» **DOCUMENT EXTRACT**:
┌────────

And please, dear protester, the poop-and-scoop policy applies to humans, too. Keep Canada clean.


Gimme a Slice of “Occupy” With Ice Cream


There was a time when kids had a reason to protest. Remember the Sixties? Not only a pointless war (arguably the first, really), but also a burning need to excise the last vestiges of slavery from North American society (with marginal success). It’s still hard for an old codger like me to remember that Sammy Davis Jr. was not permitted to stay in the glitzy Las Vegas hotels he performed at, to sold out crowds and international fame, because he was black. The very thought that such a thing could have happened during my lifetime outrages me to the point where I want to march downtown and stage a protest…

There is no shortage today of pointless wars (pointless, unless you are in the oil business). Iraq. Afghanistan. Libya. Waiting in the wings: Iran, Syria, Canada. There is the never-ending issue of whether or not Palestine should exist; or Israel, depending on your stripe. There is the ongoing debate about the accuracy of global warming science. There is the G20. There is British Petroleum, which was permitted to drill deep holes in the ocean floor without a plan for plugging the hole, in case of an emergency. So many things to raise the hackles, get the blood pressure up. So many legitimate causes for complaint and protest…

So what is this new global movement, begat in NYC, called Occupy [your location]?

When asked what they were against, as they blocked traffic in downtown Manhattan, Occupy Wall Street protesters shrugged for the cameras and announced that they would get back to us, once they figured it out. The most anyone could get out of them was that they opposed the rich getting richer while the poor got poorer.

└────────

» **SOURCE INFORMATION**:
┌────────

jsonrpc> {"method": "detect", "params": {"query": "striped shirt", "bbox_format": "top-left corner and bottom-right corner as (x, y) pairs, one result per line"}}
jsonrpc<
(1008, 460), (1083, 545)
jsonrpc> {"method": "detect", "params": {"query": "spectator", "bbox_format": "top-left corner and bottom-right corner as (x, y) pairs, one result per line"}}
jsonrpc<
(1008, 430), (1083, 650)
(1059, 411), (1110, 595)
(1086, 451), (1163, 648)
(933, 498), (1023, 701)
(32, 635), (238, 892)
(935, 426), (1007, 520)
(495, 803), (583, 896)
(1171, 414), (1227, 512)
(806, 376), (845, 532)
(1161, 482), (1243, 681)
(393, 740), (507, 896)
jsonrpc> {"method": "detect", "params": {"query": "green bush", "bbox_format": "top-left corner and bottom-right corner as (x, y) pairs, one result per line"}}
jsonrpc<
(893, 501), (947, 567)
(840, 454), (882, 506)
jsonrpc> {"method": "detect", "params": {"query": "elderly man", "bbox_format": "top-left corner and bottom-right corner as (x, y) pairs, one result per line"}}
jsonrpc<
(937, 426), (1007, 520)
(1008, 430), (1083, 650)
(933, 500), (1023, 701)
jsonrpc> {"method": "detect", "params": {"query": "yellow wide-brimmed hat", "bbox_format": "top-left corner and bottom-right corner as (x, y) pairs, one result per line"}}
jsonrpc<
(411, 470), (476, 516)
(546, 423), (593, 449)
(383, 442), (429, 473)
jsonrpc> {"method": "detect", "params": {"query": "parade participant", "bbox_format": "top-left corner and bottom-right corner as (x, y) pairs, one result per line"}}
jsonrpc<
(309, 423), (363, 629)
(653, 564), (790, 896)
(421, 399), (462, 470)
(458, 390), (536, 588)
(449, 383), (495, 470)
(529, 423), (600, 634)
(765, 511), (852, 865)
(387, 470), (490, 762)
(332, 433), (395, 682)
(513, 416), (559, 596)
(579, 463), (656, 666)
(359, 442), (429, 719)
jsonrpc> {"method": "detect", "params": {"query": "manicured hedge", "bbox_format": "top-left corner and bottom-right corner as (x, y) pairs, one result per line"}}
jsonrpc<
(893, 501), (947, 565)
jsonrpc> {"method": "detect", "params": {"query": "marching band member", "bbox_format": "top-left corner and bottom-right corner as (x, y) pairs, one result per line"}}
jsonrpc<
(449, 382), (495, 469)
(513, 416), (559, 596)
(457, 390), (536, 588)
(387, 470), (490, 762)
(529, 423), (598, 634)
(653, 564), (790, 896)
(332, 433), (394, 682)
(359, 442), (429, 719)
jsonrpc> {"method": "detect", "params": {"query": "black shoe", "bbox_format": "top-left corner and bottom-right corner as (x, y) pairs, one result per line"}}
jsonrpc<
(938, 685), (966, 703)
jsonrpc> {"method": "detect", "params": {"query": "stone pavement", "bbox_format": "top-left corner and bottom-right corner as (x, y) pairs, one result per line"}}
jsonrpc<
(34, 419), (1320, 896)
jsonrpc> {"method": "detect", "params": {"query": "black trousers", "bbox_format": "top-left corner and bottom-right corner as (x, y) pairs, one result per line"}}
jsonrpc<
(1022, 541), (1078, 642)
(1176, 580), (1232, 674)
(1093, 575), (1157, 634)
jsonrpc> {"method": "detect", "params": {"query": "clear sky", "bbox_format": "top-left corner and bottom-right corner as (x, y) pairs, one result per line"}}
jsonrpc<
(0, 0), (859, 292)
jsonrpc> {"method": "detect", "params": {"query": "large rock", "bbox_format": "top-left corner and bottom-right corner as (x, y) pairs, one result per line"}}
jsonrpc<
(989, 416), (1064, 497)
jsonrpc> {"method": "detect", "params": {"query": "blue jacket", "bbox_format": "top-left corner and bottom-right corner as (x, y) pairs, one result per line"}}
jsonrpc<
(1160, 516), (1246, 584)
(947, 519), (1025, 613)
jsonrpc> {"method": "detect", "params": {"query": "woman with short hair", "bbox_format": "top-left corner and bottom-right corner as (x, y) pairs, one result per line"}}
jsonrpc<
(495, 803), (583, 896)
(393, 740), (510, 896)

└────────

» **EXERCISE INSTRUCTIONS**: Carry on the opinion piece about the Occupy protests from where it stops.

» **EXERCISE ANSWER**:
T’was ever thus, dear souls. Might as well protest the unfairness of a rose that smells like a rose, while the turd smells like…well, shit. Why should the west get all the sunsets? It’s just not fair.

The significant aspect of this movement, as it spreads around the free world like a flash mob tweet, will appeal chiefly to anthropologists, many of whom will no doubt make their careers on the study and analysis of today’s youth, and how helpless they are. Yes, young people are demonstrating, literally and figuratively, how dependent they are on the grownups to spoon feed them the answers—a technique that earned them a B+ at public school. They just can’t seem to figure it out for themselves, and I don’t believe they are faking it. They really, truly don’t have the gears to figure it out.

Which explains why a crowd is gathering in downtown Toronto, as I write, calling itself Occupy Toronto, sporting no leadership of any description, and, as far as observers can tell, nothing specific to be against. The only thing they have agreed on is that it may or may not be in their best interest to communicate with the police, although a cynical few are convinced the cops will beat them up, no matter what they do.

Of course, getting beaten by the cops and thrown in jail was a badge of honour, back in the days when protesters protested about something. I mean, if you feel strongly about something…say, the proliferation of atom bombs…then you will enjoy your beating, knowing that you’ve touched a nerve, made your point, perhaps even encouraged change.

What will this group achieve? I think they’ve already achieved it: mild ridicule. We won’t be too hard on them (which has been the problem from the start). They’re just kids, after all. Grown up kids, who can’t find jobs, unless a parent can get them an internship at the office. Yes, times are tough, jobs are hard to come by. But I have a suspicion that most of these protesters’ parents would be more forgiving of these young adults who show no inclination to move out of the parental home, if only they would select one of the genuine issues to protest, instead of tweeting each other about roses and sunsets.

Good luck, kids, and remember: your parents can’t do your homework forever.